Look for the line with "Task: spot one point per instance of the woman" in the entries below, then extract that line and all lines after it exactly, with pictures left out.
## Start ENTRIES SHOWN
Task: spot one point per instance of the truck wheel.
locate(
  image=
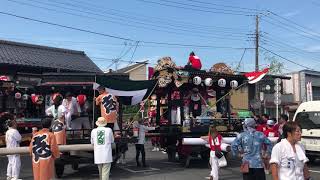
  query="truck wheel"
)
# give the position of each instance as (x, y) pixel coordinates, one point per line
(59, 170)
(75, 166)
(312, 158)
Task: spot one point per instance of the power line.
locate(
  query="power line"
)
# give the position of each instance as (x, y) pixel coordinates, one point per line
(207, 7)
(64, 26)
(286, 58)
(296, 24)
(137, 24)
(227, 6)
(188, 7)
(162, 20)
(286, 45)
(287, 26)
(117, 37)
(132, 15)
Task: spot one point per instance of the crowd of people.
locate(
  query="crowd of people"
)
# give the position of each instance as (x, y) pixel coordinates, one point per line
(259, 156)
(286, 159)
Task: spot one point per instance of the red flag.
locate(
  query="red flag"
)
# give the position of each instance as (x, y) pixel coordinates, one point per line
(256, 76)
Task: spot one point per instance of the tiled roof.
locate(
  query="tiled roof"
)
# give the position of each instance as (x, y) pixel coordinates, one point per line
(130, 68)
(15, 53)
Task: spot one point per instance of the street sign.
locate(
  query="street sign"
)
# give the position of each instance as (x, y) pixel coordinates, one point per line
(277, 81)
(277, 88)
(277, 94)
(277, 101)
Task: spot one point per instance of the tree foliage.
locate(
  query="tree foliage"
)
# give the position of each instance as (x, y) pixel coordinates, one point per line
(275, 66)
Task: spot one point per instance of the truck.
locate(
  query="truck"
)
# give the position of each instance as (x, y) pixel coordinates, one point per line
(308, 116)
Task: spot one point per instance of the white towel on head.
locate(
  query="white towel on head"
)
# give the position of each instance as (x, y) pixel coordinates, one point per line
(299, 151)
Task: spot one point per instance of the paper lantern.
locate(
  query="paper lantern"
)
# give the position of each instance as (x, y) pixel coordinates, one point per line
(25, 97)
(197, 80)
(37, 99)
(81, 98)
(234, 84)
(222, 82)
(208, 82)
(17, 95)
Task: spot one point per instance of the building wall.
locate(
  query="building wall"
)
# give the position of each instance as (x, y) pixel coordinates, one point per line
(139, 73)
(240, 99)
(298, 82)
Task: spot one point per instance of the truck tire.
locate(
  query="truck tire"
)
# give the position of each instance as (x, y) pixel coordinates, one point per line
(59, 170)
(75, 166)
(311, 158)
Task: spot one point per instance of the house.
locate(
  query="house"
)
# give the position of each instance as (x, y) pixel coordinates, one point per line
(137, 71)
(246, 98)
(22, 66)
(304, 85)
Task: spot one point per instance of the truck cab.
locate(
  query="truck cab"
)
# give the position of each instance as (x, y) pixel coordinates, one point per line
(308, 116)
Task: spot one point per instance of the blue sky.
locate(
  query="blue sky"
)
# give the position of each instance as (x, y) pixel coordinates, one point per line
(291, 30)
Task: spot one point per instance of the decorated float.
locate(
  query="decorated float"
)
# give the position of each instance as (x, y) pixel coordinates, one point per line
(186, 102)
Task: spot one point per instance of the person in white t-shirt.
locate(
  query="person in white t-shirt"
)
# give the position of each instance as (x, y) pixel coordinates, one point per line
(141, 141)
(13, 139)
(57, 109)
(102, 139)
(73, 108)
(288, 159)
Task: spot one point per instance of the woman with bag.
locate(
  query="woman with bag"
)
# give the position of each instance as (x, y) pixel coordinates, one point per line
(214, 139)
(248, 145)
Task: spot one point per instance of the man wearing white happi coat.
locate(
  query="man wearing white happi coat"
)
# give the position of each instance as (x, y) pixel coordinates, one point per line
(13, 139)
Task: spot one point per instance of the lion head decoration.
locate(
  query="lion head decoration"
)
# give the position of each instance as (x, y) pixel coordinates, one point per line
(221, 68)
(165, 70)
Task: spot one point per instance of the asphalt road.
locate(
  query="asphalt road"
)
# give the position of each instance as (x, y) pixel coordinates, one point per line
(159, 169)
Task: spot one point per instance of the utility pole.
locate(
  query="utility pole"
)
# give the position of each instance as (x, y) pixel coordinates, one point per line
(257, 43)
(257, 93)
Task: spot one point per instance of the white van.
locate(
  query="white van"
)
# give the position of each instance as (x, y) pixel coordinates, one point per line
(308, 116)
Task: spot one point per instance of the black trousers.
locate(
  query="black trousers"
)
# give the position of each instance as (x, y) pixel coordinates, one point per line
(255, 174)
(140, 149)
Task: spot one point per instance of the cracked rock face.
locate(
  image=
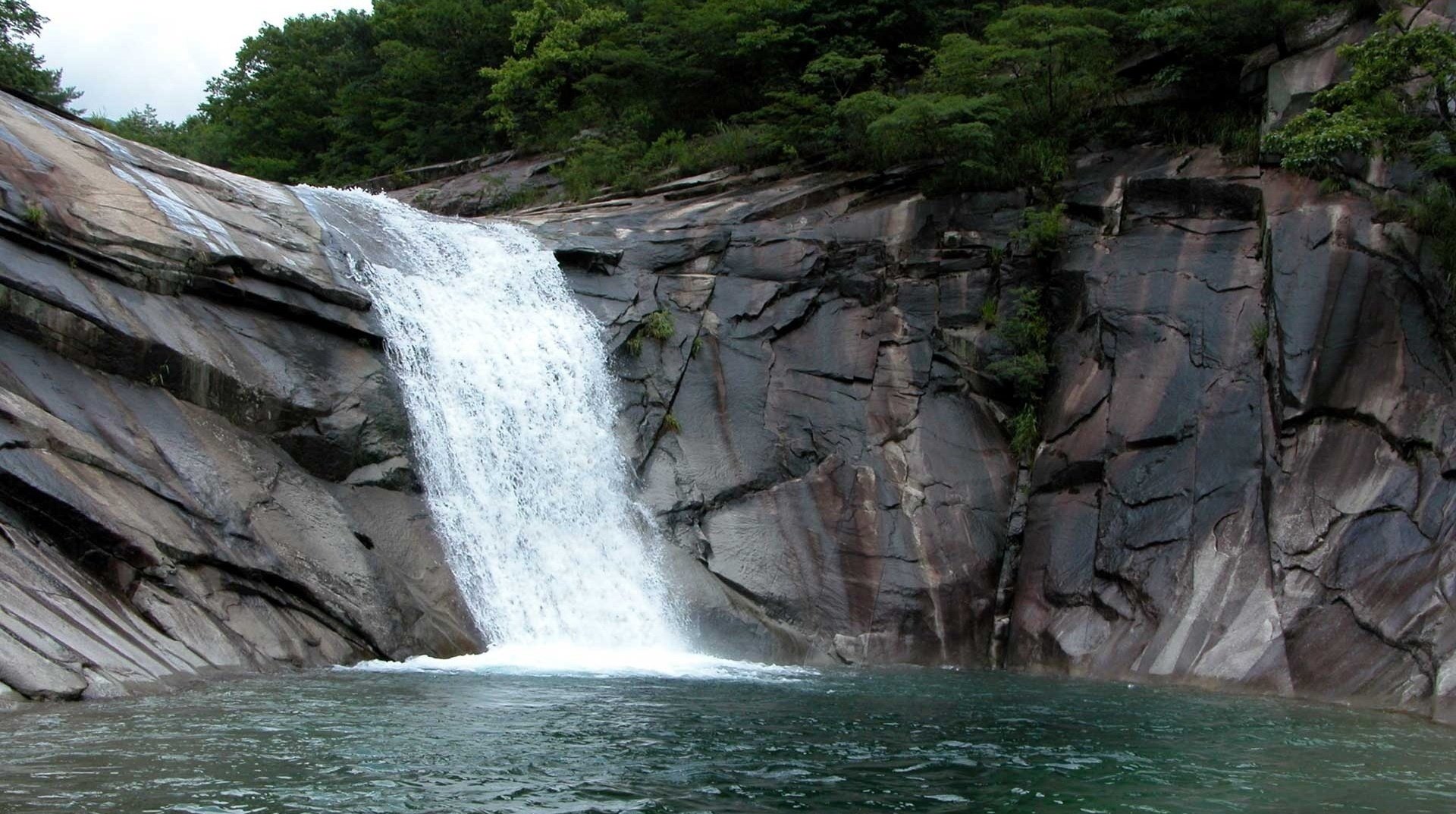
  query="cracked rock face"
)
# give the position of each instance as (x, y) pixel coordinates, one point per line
## End ENTRIES SHOWN
**PROBLEM SOLUTION:**
Task: spot one point per instance of the woman with bag.
locate(
  query="woman with bag"
)
# give the position of each instance as (x, y) pixel coordinates, one point per line
(214, 139)
(248, 145)
Task: spot one point per instance of the man wearing white happi coat.
locate(
  query="man wearing white happi coat"
)
# give the position of each instance as (x, y) pixel coordinates, one point per line
(13, 139)
Task: spot one point per instance of the lion head decoration.
locate(
  query="lion head decoration"
)
# give the position of each instance as (x, y) pixel coordinates, one point per line
(221, 68)
(165, 70)
Task: spot one point per instance of the asphalt road.
locate(
  query="asphalt road"
)
# give the position of each instance as (x, y) pixel coordinates, one point per line
(159, 169)
Task: spot one point per instance of the utility pole.
locate(
  query="utility pole"
)
# give the position of each instance as (x, y) pixel coordinates, one point per line
(257, 43)
(257, 93)
Task: spot one point per instance of the white van.
locate(
  query="white van"
)
# give the position of each instance as (x, y) pixel coordinates, one point per line
(308, 116)
Task: spot one point per instance of the black trousers.
locate(
  query="black trousers"
)
# give the position of each instance as (x, y) pixel coordinates, one point per line
(255, 174)
(140, 149)
Task: spot one point per instance of the cracked rock face.
locate(
  image=
  query="cracked rock face"
)
# give the position of each instance as (x, y) pixel coordinates, one point per line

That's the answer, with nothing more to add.